EXERCISE:
Count the lines in the listing below that contain the word "bull". Reply with the number alone.
===== RECORDS FOR THIS TASK
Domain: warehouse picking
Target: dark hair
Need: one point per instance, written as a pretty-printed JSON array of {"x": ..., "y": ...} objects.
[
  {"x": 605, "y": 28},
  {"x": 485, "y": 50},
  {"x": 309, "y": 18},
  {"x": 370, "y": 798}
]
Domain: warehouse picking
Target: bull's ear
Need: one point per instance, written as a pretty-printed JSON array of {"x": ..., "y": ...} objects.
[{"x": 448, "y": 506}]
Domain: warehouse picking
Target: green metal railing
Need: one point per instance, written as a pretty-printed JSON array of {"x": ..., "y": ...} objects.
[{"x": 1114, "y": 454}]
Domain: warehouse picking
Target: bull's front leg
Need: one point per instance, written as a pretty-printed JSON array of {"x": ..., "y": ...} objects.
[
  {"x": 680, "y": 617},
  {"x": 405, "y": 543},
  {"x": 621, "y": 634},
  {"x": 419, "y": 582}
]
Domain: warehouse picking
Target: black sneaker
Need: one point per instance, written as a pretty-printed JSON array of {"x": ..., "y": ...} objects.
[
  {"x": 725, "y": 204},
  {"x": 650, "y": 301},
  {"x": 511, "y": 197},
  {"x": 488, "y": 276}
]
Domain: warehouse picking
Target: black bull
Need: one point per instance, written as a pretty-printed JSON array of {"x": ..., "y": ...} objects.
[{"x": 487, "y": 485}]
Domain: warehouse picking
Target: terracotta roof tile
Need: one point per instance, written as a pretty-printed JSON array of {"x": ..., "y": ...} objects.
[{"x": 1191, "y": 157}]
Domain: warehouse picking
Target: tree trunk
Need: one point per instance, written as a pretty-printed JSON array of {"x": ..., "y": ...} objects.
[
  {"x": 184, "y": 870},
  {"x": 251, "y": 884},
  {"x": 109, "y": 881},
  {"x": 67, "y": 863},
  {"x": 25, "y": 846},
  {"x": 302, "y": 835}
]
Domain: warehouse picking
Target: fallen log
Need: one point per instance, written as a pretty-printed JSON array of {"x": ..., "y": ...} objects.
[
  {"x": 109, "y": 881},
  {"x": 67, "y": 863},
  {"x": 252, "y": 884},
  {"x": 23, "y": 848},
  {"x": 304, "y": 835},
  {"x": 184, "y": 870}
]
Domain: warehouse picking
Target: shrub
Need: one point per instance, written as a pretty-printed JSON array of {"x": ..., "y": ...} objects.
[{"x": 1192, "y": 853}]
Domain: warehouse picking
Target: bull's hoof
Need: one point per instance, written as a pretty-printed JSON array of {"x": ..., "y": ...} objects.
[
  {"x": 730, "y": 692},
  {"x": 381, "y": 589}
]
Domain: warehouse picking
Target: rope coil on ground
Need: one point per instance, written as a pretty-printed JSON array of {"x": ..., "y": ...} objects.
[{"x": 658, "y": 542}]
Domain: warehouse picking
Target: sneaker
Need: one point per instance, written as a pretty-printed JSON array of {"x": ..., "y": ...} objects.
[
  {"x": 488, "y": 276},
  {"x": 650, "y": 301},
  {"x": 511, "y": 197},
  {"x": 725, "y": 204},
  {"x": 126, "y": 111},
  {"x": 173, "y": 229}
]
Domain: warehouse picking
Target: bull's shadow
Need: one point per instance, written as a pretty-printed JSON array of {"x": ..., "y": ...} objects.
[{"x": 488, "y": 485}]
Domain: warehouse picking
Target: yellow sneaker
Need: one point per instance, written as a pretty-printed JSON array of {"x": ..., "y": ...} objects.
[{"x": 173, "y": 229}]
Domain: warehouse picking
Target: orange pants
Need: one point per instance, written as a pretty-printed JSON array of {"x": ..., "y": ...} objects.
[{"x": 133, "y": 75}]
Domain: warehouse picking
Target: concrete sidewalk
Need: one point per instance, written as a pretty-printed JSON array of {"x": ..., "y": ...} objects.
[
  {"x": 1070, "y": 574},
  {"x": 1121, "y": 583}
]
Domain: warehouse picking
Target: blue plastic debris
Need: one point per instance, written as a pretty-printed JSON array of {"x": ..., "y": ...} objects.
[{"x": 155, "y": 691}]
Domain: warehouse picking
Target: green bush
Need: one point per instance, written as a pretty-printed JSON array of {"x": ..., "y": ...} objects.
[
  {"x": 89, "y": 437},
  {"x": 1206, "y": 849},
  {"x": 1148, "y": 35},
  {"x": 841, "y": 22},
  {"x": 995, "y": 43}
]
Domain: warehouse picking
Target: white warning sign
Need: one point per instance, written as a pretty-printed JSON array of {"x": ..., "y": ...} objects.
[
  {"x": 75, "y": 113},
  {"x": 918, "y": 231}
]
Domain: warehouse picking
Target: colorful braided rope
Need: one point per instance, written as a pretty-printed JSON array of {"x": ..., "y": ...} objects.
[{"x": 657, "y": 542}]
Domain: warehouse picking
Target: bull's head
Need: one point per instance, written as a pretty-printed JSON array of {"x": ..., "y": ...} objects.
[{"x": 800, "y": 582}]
==========
FINAL RESULT:
6